_REQUIREMENT:_
Transcribe the records below word for word. Leave the pictures out of your copy.
═══ RECORD SET
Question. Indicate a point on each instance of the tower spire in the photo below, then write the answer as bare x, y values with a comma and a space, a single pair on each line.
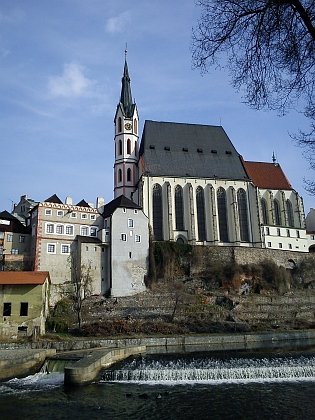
125, 96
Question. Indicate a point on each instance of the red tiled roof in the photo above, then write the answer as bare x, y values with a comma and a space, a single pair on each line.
267, 175
23, 277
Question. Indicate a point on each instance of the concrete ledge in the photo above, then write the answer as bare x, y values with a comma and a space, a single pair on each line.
88, 368
21, 363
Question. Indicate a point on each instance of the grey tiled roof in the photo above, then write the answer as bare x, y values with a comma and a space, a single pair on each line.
120, 201
189, 150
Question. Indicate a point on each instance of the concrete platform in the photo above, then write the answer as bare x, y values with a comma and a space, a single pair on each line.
18, 363
87, 369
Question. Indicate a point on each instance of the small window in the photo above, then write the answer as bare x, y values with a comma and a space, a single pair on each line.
69, 230
65, 249
59, 229
50, 228
51, 248
7, 309
24, 309
84, 230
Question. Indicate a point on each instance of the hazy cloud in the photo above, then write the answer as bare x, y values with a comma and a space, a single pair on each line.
118, 23
72, 83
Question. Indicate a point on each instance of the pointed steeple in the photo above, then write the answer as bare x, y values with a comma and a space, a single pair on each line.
126, 97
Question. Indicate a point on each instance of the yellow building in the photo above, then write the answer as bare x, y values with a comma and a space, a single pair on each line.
23, 303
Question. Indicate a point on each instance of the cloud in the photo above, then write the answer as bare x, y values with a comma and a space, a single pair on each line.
72, 83
118, 23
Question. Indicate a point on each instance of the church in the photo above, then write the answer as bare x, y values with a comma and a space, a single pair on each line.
195, 187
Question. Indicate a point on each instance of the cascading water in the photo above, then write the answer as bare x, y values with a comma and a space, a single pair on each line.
213, 370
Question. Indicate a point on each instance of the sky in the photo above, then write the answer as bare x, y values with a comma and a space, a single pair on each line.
60, 81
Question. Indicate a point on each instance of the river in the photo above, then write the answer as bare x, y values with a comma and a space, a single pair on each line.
230, 385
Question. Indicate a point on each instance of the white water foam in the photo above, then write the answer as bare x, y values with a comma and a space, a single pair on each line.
215, 371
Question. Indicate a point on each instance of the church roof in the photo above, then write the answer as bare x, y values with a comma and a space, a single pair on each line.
267, 175
189, 150
122, 202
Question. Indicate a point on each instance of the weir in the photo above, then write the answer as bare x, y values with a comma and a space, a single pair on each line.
213, 370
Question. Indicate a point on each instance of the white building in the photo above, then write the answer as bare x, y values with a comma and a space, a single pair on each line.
195, 188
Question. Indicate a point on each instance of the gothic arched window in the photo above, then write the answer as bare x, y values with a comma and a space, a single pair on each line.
128, 174
179, 208
277, 212
290, 213
201, 217
222, 215
242, 213
264, 211
157, 213
128, 147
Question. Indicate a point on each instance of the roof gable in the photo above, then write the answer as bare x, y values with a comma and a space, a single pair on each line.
54, 199
24, 277
83, 203
119, 202
189, 150
267, 175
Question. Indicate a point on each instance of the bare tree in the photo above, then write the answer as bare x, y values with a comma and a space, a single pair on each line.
81, 284
268, 47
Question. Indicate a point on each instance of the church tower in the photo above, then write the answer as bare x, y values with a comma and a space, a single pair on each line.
126, 140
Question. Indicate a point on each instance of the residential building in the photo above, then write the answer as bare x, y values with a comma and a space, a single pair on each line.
══════
_OUTPUT OF THE EXERCISE:_
Question. Indicate a point on each instance of the tower spire in the photo below, then write the answer as bare x, y values with a comma and a space, a single pair on each line.
125, 96
Question. Indicate a point on each instance of the red tiled roof in the photo above, then write the answer as bare x, y values with a comma and a space, a single pair on each line.
267, 175
23, 277
Question. Indicate a point on each instance of the concrete ledge in the photo above, then write the answer as bare x, y values with a comma and a space, a single pair on each line.
88, 368
21, 363
Question. Indicate a point on each instance of the grey tiled roof in the photo above, then write the answer as bare x, y values with a comma and a space, a single pair on each line.
120, 201
189, 150
Question. Indicate a point on each instance of the concrete platform in the photo above, then write the answer as bare x, y values with a comma and a space, a single pair on each line.
18, 363
87, 369
Question. Indicate a point on each instance of the small window in the photo above, then write the answer as bare x, y values with a comma and a space, a single pair on each line.
69, 230
65, 249
59, 229
50, 228
51, 248
7, 309
24, 309
84, 230
Question. Indicate a point on each instance of the hazy cloud in the photo above, then write the answer as bare x, y values with a comma and a space, a single pair on each line.
118, 23
72, 83
Question. Indicate a point on each instance of the pointed steeple in the photo above, then write the answer as bare x, y values with a comma and a space, a single pair on each line.
126, 97
Question. Indicate a point on each instance of the yellow building in the photo above, then write the answer as bare x, y values with a comma and a space, a single pair on each line.
23, 303
Question. Indicate a point on each instance of the cloud in the photo above, then write the answer as bare x, y values with a comma and a space, a single pair on each line.
72, 83
118, 23
Question. Indicate a point on each instance of the church in the photo above, then write the answer as bare x, y values with a comma and a space, a single pair on each line.
195, 187
Question. Indicate a point on each instance of the cascading water in the photo above, then write the answer as bare x, y values with a comma and a space, a single pair on each line.
213, 370
Question. Indicate a point on each instance of the sky in the photo above, then write the answer as bare x, y values with a comma and a space, a single pair on each line.
60, 81
Question. Indicate a point on each instance of the river in the photo above, then write the answer as bare x, y values with a comma and a space, a single pair on each line.
230, 385
Question. Indicate a point on each instance of the white water foam in the photo above, then write the answer as bare x, y values with a comma and a space, a single pair on each line.
215, 371
Question. Indicate a point on each instance of the church roof in the photo above, then write the answer as bare x, y values with a comma and a space, a single pair on each line.
267, 175
189, 150
122, 202
Question. Indicate a point on each instance of the weir in the photo above, then write the answer as bare x, y values with a comma and a space, a single pair on each line.
213, 370
Question. Indicate a point on each instance of the white building in the photo above, then write the answer as bare x, y values with a comma and a space, a single pair on each line.
195, 188
Question. Indicate a point on each instance of the gothic arched window in the photo above, then write the answer as bare x, y values with a comma and a space, a single pair on each line.
128, 174
179, 208
277, 212
290, 213
201, 217
222, 215
242, 213
264, 211
157, 213
128, 147
Question. Indicate a point on each instance of the roof gable in the photo above, then write the answer as bare x, y values with a comma and a space, a single pair on each line.
54, 199
24, 277
83, 203
119, 202
189, 150
267, 175
Question. Indicate a point on each instance of the bare tree in the photo above, then write the answer as bare x, y values with a comma and a space, a single pair on each line.
81, 284
268, 47
Question. Indicate a point on each instance of the church tower in the photo above, then write the answer as bare x, y values with a comma and a space, a single pair on each line.
126, 140
Question. Indicate a point on each instance of the residential building in the photo above, then write the answer as bare x, y values with a comma and a space, a single pair on each line.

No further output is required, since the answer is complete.